▶ _Records for this exercise_:
- Opening Delimiter -

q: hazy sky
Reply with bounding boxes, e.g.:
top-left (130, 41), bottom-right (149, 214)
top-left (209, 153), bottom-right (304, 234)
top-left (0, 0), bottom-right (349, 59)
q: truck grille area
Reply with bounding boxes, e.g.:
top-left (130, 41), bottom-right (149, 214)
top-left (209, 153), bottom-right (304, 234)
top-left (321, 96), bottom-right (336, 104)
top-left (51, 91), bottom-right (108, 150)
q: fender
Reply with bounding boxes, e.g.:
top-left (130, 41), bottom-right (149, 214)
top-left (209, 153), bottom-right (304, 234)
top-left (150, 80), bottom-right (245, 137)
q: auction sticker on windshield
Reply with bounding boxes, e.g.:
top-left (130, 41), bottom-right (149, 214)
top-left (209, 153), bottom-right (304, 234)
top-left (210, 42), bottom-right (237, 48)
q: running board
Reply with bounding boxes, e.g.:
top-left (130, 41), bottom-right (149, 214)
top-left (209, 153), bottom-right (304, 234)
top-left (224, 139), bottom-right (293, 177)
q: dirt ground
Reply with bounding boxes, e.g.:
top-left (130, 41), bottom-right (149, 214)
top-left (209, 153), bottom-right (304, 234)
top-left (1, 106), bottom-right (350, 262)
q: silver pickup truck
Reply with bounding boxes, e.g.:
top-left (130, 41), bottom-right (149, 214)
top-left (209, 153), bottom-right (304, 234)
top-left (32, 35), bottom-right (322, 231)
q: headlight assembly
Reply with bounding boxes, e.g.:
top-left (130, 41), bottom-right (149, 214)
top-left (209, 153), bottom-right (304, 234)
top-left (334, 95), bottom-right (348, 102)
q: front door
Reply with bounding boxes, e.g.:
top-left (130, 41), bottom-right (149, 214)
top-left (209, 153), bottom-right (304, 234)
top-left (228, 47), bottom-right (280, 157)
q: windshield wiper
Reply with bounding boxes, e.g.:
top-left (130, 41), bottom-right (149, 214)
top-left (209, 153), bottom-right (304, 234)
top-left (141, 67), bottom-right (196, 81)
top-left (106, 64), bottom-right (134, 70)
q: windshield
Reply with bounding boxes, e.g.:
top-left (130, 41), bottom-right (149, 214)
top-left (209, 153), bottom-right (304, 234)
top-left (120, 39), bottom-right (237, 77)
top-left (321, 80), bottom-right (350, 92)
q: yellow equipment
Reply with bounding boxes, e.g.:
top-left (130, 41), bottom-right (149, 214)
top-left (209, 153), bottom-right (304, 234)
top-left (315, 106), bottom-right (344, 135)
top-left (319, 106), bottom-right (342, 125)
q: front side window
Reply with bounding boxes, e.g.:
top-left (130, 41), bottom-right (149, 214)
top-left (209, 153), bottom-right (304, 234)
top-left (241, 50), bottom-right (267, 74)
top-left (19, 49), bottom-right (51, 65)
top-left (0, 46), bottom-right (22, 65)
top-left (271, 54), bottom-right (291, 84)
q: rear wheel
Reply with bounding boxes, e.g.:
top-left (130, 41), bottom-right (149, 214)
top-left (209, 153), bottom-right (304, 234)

- Closing Delimiter -

▶ _Assigned task_:
Copy out the entire listing again, word for word.

▶ _Solution for this problem_:
q: hazy sky
Reply with bounding boxes, e.g.:
top-left (130, 41), bottom-right (149, 214)
top-left (209, 153), bottom-right (304, 234)
top-left (0, 0), bottom-right (349, 59)
q: truck grille area
Reply with bounding boxes, e.g.:
top-left (130, 41), bottom-right (149, 214)
top-left (209, 153), bottom-right (304, 234)
top-left (321, 96), bottom-right (336, 104)
top-left (51, 91), bottom-right (108, 150)
q: fender
Reply with bounding boxes, e.g.:
top-left (130, 41), bottom-right (149, 214)
top-left (209, 153), bottom-right (304, 234)
top-left (150, 80), bottom-right (245, 137)
q: auction sticker on windshield
Reply with bounding boxes, e.g.:
top-left (130, 41), bottom-right (149, 214)
top-left (209, 153), bottom-right (304, 234)
top-left (210, 42), bottom-right (237, 48)
q: running board
Reply with bounding boxes, e.g.:
top-left (130, 41), bottom-right (149, 214)
top-left (209, 153), bottom-right (304, 234)
top-left (224, 139), bottom-right (293, 177)
q: dirt ground
Reply with bounding boxes, e.g.:
top-left (130, 41), bottom-right (149, 214)
top-left (209, 153), bottom-right (304, 234)
top-left (1, 106), bottom-right (350, 262)
q: silver pickup truck
Reply with bounding boxes, e.g.:
top-left (130, 41), bottom-right (149, 214)
top-left (209, 153), bottom-right (304, 234)
top-left (32, 35), bottom-right (322, 231)
q: headlight assembly
Reply with bounding boxes, e.g.:
top-left (130, 41), bottom-right (149, 214)
top-left (209, 153), bottom-right (304, 234)
top-left (334, 95), bottom-right (348, 102)
q: front door
Reply with bounding boxes, e.g.:
top-left (130, 41), bottom-right (149, 214)
top-left (209, 153), bottom-right (304, 234)
top-left (228, 47), bottom-right (280, 157)
q: windshield wiper
Reply with bounding boxes, e.g.:
top-left (130, 41), bottom-right (149, 214)
top-left (209, 153), bottom-right (304, 234)
top-left (141, 67), bottom-right (196, 81)
top-left (106, 64), bottom-right (134, 70)
q: windshield
Reply with bounding boxes, e.g.:
top-left (130, 41), bottom-right (149, 214)
top-left (209, 153), bottom-right (304, 234)
top-left (120, 39), bottom-right (237, 77)
top-left (321, 80), bottom-right (350, 92)
q: yellow equipment
Reply with bounding boxes, e.g.:
top-left (130, 41), bottom-right (149, 214)
top-left (209, 153), bottom-right (304, 234)
top-left (315, 106), bottom-right (344, 135)
top-left (319, 106), bottom-right (342, 125)
q: front side window
Reply with bounding boxes, e.g.:
top-left (130, 41), bottom-right (149, 214)
top-left (209, 153), bottom-right (304, 234)
top-left (241, 50), bottom-right (267, 74)
top-left (19, 49), bottom-right (51, 65)
top-left (0, 46), bottom-right (22, 65)
top-left (271, 54), bottom-right (291, 84)
q: rear wheel
Reply with bounding boxes, e.g.:
top-left (130, 41), bottom-right (149, 214)
top-left (209, 153), bottom-right (304, 234)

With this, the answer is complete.